### TASK REQUIREMENTS
How many lines in the listing below contain the word "green"? Tally them and reply with the number alone.

[Begin TASK MATERIAL]

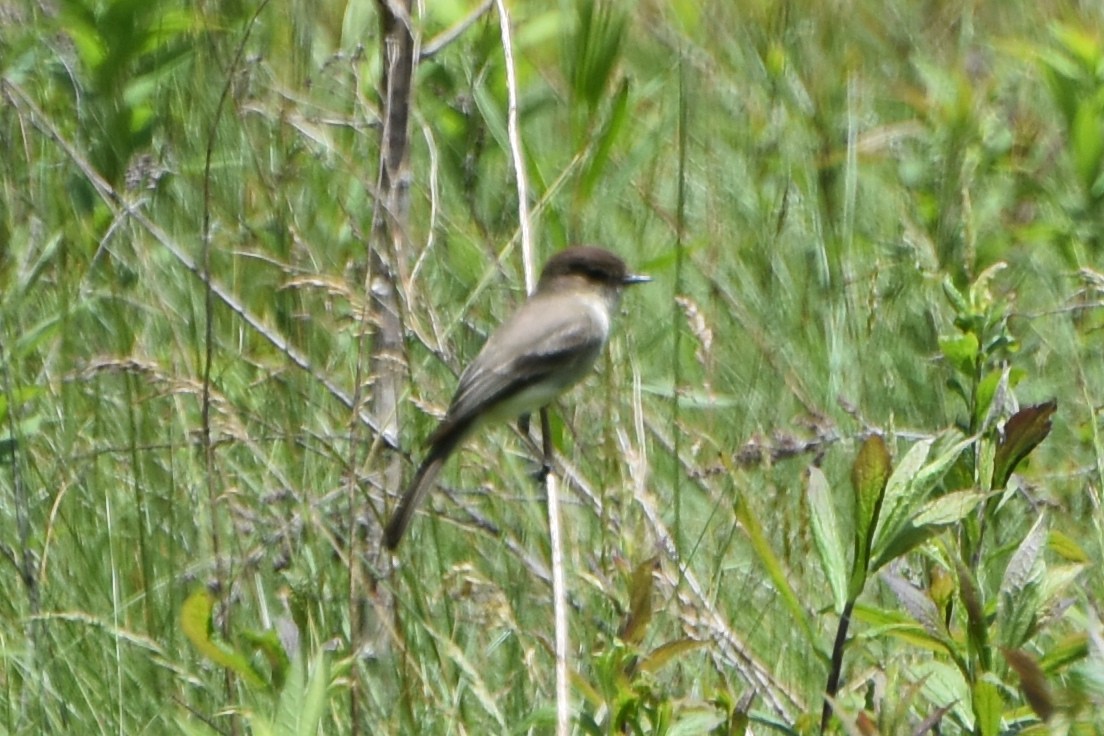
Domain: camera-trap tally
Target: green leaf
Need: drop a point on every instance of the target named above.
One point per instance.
(826, 535)
(977, 632)
(986, 702)
(1022, 433)
(1065, 546)
(659, 657)
(905, 491)
(1020, 597)
(916, 603)
(948, 509)
(268, 643)
(869, 476)
(195, 624)
(778, 575)
(1032, 681)
(961, 351)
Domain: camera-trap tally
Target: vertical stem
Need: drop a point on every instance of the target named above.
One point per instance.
(837, 663)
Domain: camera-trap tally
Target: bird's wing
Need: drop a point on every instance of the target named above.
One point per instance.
(565, 348)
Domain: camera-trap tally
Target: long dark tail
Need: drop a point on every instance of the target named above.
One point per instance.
(443, 446)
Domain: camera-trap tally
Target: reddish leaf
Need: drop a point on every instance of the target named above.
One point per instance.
(1022, 434)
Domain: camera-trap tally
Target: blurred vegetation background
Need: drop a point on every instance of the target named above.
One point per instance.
(863, 219)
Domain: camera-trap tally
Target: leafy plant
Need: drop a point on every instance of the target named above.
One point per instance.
(299, 695)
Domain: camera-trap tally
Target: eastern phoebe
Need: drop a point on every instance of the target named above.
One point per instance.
(549, 344)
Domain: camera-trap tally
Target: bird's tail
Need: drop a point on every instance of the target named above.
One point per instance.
(420, 486)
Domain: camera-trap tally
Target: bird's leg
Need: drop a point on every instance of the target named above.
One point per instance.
(545, 444)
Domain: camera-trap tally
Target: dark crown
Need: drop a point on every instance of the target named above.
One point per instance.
(592, 263)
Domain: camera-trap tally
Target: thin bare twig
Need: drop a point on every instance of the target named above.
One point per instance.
(551, 484)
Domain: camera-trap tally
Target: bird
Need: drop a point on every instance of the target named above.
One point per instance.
(544, 348)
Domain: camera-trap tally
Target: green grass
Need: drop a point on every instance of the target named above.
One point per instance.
(840, 166)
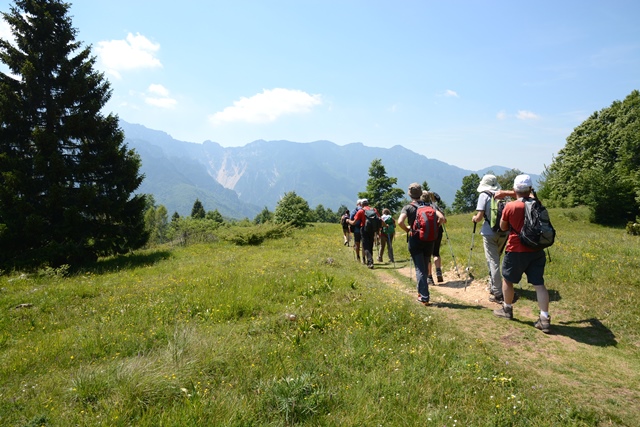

[End TASK MATERIAL]

### TASK RESPONSE
2